▸ What the task requires
Return all lines of the records that contain the word "below".

Stored data entries:
_ _ _

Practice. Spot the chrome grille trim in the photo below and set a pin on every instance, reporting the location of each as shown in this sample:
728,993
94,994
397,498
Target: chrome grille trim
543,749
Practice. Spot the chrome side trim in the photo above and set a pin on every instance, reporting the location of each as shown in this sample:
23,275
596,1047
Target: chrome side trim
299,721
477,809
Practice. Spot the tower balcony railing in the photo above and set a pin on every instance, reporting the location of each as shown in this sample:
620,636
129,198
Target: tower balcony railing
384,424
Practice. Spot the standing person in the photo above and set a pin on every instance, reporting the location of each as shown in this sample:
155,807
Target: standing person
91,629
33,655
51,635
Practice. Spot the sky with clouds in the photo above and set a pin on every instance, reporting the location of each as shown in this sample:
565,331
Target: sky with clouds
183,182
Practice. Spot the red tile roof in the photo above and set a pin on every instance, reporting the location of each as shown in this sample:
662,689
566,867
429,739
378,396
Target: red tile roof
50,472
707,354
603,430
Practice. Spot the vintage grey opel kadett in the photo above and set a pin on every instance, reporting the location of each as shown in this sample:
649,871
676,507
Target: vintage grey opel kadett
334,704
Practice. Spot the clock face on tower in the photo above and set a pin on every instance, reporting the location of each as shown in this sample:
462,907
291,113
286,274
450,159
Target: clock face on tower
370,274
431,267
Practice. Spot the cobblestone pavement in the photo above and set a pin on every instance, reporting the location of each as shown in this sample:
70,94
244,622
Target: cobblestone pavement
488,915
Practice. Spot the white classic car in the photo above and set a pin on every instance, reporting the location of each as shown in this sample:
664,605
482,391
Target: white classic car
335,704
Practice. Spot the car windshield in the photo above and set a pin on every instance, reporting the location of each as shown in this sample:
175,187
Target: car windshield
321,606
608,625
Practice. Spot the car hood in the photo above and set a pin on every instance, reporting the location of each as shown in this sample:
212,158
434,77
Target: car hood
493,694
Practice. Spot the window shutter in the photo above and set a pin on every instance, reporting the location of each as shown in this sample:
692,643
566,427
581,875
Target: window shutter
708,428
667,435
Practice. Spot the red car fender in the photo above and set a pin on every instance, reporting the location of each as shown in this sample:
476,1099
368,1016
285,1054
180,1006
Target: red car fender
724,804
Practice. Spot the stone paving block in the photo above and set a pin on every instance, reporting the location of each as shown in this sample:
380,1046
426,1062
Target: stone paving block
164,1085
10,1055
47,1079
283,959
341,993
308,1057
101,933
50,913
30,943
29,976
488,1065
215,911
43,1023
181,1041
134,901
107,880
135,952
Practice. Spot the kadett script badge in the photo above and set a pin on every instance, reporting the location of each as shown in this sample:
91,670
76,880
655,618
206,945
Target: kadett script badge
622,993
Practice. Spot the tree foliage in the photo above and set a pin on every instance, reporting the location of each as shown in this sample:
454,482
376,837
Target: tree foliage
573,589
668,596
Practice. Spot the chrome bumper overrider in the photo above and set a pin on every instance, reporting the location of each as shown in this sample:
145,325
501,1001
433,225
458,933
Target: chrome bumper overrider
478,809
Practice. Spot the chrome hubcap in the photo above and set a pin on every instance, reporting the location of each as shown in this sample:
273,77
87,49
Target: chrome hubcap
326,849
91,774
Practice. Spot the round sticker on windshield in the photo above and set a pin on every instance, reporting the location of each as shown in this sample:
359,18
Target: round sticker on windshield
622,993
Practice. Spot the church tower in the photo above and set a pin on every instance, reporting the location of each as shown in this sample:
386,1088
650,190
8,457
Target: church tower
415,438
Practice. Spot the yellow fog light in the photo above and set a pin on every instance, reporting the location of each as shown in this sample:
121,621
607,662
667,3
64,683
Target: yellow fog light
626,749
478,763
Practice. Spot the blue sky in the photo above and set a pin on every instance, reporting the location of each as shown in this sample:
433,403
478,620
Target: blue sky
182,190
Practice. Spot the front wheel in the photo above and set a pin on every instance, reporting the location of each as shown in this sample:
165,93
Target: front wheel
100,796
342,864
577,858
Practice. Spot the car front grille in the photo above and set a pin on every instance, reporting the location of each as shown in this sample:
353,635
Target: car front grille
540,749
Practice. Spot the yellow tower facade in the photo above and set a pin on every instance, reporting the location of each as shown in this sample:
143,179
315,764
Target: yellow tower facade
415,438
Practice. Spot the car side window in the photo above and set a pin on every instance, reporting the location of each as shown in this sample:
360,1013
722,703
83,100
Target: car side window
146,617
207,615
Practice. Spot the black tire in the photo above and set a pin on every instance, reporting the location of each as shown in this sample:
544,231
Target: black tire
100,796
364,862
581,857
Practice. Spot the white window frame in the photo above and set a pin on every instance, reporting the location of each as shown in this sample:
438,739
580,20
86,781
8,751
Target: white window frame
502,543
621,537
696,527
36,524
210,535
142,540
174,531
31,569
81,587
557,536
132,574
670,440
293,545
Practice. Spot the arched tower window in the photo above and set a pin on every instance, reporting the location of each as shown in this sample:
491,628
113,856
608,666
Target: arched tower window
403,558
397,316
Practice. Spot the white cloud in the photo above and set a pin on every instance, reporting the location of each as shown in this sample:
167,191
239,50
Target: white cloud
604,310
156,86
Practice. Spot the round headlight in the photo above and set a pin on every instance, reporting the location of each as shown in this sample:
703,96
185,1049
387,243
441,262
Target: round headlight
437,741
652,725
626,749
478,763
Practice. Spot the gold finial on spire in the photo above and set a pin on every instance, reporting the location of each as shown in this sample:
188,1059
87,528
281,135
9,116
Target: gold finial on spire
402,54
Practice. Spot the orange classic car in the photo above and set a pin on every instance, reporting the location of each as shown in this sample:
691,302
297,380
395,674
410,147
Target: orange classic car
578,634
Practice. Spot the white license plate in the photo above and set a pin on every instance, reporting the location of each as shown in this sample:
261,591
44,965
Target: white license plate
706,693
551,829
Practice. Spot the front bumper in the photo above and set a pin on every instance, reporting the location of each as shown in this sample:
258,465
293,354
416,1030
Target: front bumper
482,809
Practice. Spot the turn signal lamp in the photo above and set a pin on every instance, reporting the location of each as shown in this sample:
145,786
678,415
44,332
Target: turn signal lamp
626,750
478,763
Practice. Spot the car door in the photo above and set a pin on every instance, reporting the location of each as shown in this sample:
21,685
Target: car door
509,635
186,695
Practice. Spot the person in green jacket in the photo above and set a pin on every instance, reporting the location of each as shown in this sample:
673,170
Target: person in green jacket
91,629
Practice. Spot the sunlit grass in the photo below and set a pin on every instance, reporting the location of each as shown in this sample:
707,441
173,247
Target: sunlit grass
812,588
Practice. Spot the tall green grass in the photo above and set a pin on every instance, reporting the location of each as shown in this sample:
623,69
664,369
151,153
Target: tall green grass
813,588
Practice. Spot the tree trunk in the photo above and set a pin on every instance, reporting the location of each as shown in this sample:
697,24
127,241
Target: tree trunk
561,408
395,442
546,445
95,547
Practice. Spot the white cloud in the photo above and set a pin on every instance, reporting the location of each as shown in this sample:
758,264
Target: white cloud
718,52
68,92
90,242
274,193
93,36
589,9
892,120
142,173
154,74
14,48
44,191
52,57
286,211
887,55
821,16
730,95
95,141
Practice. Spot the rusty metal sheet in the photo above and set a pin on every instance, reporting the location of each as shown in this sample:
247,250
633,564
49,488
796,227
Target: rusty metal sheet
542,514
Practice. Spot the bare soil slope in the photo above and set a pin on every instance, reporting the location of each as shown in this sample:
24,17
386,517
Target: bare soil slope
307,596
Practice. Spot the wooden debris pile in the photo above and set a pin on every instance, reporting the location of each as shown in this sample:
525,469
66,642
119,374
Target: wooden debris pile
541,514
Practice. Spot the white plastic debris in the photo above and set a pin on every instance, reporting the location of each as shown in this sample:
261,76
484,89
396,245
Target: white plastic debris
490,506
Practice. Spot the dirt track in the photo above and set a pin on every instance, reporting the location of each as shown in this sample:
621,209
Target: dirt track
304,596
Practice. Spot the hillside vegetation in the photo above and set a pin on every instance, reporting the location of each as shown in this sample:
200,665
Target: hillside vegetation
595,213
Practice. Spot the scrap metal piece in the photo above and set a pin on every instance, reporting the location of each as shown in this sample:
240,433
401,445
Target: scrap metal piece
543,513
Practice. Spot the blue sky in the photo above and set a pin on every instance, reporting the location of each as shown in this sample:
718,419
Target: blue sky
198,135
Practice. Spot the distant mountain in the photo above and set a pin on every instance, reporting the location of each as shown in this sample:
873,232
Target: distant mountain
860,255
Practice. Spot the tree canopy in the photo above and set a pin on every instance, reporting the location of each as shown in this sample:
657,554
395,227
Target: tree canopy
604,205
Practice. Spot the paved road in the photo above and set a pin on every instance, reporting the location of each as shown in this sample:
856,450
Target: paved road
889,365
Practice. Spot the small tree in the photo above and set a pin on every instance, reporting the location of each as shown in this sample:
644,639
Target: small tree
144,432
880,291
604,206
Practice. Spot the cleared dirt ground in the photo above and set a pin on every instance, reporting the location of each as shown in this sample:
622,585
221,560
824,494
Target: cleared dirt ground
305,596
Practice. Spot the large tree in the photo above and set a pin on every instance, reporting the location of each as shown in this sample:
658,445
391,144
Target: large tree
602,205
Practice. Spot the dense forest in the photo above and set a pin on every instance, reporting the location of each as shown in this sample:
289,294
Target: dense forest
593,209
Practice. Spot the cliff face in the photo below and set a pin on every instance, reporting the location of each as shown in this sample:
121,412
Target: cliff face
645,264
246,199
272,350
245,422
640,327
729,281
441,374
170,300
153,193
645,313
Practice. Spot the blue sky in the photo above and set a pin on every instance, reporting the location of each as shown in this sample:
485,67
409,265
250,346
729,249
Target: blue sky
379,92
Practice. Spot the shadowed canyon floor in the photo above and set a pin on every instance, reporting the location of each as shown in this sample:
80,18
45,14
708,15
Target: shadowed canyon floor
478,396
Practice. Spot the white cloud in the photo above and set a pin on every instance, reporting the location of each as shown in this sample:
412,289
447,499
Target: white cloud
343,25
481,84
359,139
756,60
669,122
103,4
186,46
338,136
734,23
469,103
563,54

_ _ _

▸ Result of the exercise
Practice. Spot the chrome grille trim in the photo below and set a pin on every instance, reporting the location of each as shown in this sample:
Practice. Spot the sunlit grass in the photo below and set a pin on every instance, reporting the location of each as shown in this sample:
Practice. Spot the cliff face in the photo below and set a pin on every instance, reporting the location of each as shown in this sample:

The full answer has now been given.